# Don't exist. Live.



## drcspin

Hi,
I would like to know if the traduction of " Don't exist. live" to " לא קיימים. חיי " is correct.
It's for a project where i have to quote several mantras in many languages.

Thanks


----------



## Drink

drcspin said:


> Hi,
> I would like to know if the traduction of " Don't exist. live" to " לא קיימים. חיי " is correct.
> It's for a project where i have to quote several mantras in many languages.
> 
> Thanks



No, it's wrong. A correct translation would be: אל תהיו קיימים. חיו.


----------



## drcspin

Thanks Drink for the quick answer.
Well hebrew seems very complicated, i tried several online translator and all gave me differents answers and you too.
I have:
"לא קיימים. חי"
"לא קיימים. לחיות"
"של מי ( ש) קיים. חיה"
"לא לקיים. חיה"
and yours 
"אל תהיו קיימים. חיו."
Just a question, this differences couldn't due to the verb live is equal in many form of conjugation where this doesn't happen in others langauges?

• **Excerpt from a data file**
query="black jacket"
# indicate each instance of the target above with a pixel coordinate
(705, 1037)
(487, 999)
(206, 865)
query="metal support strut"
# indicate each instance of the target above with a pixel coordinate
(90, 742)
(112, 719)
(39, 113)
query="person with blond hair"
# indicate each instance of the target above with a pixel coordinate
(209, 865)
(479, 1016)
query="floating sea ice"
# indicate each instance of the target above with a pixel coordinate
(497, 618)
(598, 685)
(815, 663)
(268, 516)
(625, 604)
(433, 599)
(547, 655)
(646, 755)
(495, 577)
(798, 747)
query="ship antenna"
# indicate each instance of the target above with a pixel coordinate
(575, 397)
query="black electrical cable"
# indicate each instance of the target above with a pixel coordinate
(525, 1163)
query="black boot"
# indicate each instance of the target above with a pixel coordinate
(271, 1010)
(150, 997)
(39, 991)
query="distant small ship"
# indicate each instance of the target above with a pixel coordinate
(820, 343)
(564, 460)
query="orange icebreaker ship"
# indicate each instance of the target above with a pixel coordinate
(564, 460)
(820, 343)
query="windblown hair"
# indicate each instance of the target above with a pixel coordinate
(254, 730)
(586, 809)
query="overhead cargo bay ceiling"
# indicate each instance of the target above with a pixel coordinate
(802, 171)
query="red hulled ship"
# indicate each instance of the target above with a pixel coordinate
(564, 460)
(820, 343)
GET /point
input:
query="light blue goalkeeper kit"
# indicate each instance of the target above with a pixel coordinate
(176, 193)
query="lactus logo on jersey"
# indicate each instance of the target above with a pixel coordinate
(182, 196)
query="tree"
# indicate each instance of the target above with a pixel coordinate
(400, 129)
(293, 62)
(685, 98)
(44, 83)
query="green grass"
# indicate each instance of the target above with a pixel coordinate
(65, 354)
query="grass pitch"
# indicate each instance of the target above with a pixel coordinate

• **TASKS FOR THIS EXERCISE**
1 - Decide whether each statement agrees with the Hebrew translation thread, answering yes or no and quoting the deciding words of the thread: (a) Drink considered the first proposed translation correct; (b) the phrase is wanted for a project that quotes several mantras in many languages; (c) the online translators drcspin tried all produced the same answer.
2 - Carry on the Hebrew translation thread from the point where it stops.
The material is not needed here.

• **RESULTS OF THE EXERCISE**
1 -
(a) No: "No, it's wrong."
(b) Yes: "It's for a project where i have to quote several mantras in many languages."
(c) No: "all gave me differents answers"

2 -
Verb live:
I live
you live
he/she/it lives
we live
you live
they live

It would not be better to translate from: " N'existes pas. Vit" or " Não existes. Vive" ( i was born in france and  live in portugal)
but if you tell me that your translation is correct, i believe in you.


----------



## Drink

The translation I gave means "N'existez pas. Vivez." or "Não existais. Vivei." (it is plural). If you want the singular, it would be: אל תהיה קיים. חיה.

The translations from the translators you used mix singular with plural and use the wrong verb forms (present or infinitive instead of imperative).


----------



## drcspin

And the dots work the same way as english?
Can I remove the first one?


----------



## Drink

drcspin said:


> And the dots work the same way as english?
> Can I remove the first one?



You can replace the period with a comma, but you should not remove it completely.


----------



## drcspin

Well it's gonna be ".אל תהיה קיים. חיה" . Thanks a lot Drink!


----------



## drcspin

Well just an another question,
I just receive a reply where a Professor said that the best translation is "אתה לא קיים. חיי".
Can you tell me the differences between the translation please?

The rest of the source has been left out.